## Stated exercise
The data must be returned in full and exactly as given.

## Data
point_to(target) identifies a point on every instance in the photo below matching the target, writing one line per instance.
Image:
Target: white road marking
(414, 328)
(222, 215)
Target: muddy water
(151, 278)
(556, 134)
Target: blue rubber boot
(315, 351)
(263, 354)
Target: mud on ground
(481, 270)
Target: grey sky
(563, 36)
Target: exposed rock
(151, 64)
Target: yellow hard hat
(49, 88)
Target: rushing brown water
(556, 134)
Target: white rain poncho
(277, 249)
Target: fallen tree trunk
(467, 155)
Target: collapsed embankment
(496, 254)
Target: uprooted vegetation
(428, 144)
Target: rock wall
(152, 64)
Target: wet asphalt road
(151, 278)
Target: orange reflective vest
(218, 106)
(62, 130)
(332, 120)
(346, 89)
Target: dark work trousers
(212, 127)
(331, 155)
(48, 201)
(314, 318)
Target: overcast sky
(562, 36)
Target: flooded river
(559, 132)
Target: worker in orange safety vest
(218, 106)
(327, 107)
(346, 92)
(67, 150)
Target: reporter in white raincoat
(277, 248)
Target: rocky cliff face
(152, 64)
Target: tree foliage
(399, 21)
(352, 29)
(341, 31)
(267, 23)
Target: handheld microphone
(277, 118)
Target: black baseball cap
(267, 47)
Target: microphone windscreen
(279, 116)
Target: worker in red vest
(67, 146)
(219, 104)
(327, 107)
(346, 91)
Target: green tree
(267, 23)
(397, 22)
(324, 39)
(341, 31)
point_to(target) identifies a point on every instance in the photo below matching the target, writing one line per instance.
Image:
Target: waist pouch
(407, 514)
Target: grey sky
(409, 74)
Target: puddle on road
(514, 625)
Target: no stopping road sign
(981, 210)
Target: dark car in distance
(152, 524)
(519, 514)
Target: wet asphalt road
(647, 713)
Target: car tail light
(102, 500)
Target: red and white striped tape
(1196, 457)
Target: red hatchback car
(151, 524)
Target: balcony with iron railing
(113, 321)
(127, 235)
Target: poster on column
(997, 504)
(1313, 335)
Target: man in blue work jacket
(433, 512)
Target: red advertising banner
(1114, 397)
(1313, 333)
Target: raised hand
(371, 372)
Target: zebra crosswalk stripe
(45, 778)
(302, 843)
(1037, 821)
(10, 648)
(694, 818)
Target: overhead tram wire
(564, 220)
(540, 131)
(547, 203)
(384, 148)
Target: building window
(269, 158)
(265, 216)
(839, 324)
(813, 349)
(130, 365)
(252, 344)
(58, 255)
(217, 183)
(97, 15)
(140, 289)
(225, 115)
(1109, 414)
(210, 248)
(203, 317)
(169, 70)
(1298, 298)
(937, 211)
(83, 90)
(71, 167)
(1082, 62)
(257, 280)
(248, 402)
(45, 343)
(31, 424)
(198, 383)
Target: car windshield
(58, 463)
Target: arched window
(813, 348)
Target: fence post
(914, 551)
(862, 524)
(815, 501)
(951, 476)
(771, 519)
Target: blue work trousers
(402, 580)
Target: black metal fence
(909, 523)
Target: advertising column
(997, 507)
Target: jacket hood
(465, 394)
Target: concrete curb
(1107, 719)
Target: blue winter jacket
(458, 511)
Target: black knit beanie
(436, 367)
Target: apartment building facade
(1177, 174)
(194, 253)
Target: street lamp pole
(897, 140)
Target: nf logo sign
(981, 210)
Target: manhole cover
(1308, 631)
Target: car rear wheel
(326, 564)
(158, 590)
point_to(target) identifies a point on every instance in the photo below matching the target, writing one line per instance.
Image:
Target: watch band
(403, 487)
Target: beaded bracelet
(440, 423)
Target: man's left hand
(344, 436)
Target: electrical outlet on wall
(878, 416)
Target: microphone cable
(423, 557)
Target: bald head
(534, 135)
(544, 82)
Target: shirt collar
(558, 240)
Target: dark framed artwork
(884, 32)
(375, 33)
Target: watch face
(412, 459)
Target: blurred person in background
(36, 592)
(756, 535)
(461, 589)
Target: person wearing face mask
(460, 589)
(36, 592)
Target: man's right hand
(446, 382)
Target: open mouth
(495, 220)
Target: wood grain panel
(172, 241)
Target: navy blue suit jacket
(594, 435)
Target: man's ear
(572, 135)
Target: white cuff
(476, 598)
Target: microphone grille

## Answer to this task
point_to(target) identifies a point on every instance in the photo below matching the target, writing one line per instance.
Image:
Target: white road marking
(414, 328)
(222, 215)
Target: muddy water
(151, 278)
(556, 134)
Target: blue rubber boot
(315, 351)
(263, 354)
Target: mud on ground
(481, 270)
Target: grey sky
(563, 36)
Target: exposed rock
(151, 64)
Target: yellow hard hat
(49, 88)
Target: rushing brown water
(556, 134)
Target: white rain poncho
(277, 249)
Target: fallen tree trunk
(467, 155)
Target: collapsed embankment
(496, 254)
Target: uprooted vegetation
(428, 144)
Target: rock wall
(152, 64)
Target: wet asphalt road
(151, 278)
Target: orange reflective vest
(218, 106)
(62, 130)
(332, 120)
(346, 89)
Target: dark work trousers
(212, 127)
(331, 155)
(48, 201)
(314, 318)
Target: overcast sky
(562, 36)
Target: flooded river
(559, 132)
Target: worker in orange safety vest
(218, 106)
(327, 107)
(346, 92)
(67, 150)
Target: reporter in white raincoat
(277, 248)
Target: rocky cliff face
(152, 64)
Target: tree foliage
(399, 21)
(352, 29)
(341, 31)
(267, 23)
Target: handheld microphone
(277, 118)
Target: black baseball cap
(267, 47)
Target: microphone windscreen
(279, 116)
Target: worker in red vest
(67, 146)
(219, 104)
(327, 107)
(346, 91)
Target: green tree
(267, 23)
(397, 22)
(324, 39)
(341, 31)
point_to(target) identifies a point on every instance in the photo below matching the target, writing one line per instance.
Image:
Target: waist pouch
(407, 514)
Target: grey sky
(409, 74)
Target: puddle on road
(514, 625)
Target: no stopping road sign
(981, 210)
Target: dark car in distance
(152, 524)
(519, 514)
Target: wet asphalt road
(647, 713)
Target: car tail light
(102, 500)
Target: red and white striped tape
(1196, 457)
Target: red hatchback car
(151, 524)
Target: balcony with iron railing
(113, 321)
(127, 235)
Target: poster on column
(997, 504)
(1313, 335)
Target: man in blue work jacket
(433, 512)
Target: red advertising banner
(1114, 397)
(1313, 333)
Target: raised hand
(371, 372)
Target: zebra crosswalk stripe
(45, 778)
(302, 843)
(1037, 821)
(10, 648)
(694, 818)
Target: overhead tram wire
(564, 220)
(540, 131)
(547, 203)
(384, 148)
Target: building window
(269, 158)
(265, 216)
(839, 324)
(813, 349)
(130, 365)
(252, 344)
(58, 255)
(217, 183)
(97, 15)
(140, 289)
(225, 115)
(1109, 414)
(210, 248)
(203, 317)
(169, 70)
(1298, 298)
(937, 211)
(83, 90)
(71, 167)
(1082, 62)
(257, 280)
(248, 402)
(45, 343)
(31, 424)
(198, 383)
Target: car windshield
(58, 463)
Target: arched window
(813, 348)
Target: fence post
(914, 551)
(862, 524)
(815, 501)
(951, 476)
(771, 519)
Target: blue work trousers
(402, 580)
Target: black metal fence
(909, 523)
Target: advertising column
(997, 507)
Target: jacket hood
(465, 394)
Target: concrete curb
(1107, 719)
Target: blue winter jacket
(458, 511)
Target: black knit beanie
(436, 367)
Target: apartment building facade
(1177, 174)
(194, 253)
Target: street lamp pole
(897, 140)
Target: nf logo sign
(981, 210)
Target: manhole cover
(1308, 631)
Target: car rear wheel
(326, 564)
(158, 590)
point_to(target) identifies a point on every instance in the photo below matching the target, writing one line per instance.
Image:
Target: watch band
(403, 487)
Target: beaded bracelet
(440, 423)
Target: man's left hand
(344, 436)
Target: electrical outlet on wall
(878, 416)
Target: microphone cable
(423, 557)
Target: bald head
(534, 135)
(544, 82)
Target: shirt collar
(558, 240)
Target: dark framed artwork
(884, 32)
(375, 33)
Target: watch face
(412, 459)
Target: blurred person in background
(36, 592)
(756, 535)
(461, 589)
Target: person wearing face mask
(460, 589)
(36, 592)
Target: man's right hand
(446, 382)
Target: open mouth
(495, 220)
Target: wood grain panel
(172, 241)
Target: navy blue suit jacket
(594, 435)
Target: man's ear
(572, 135)
Target: white cuff
(476, 598)
Target: microphone grille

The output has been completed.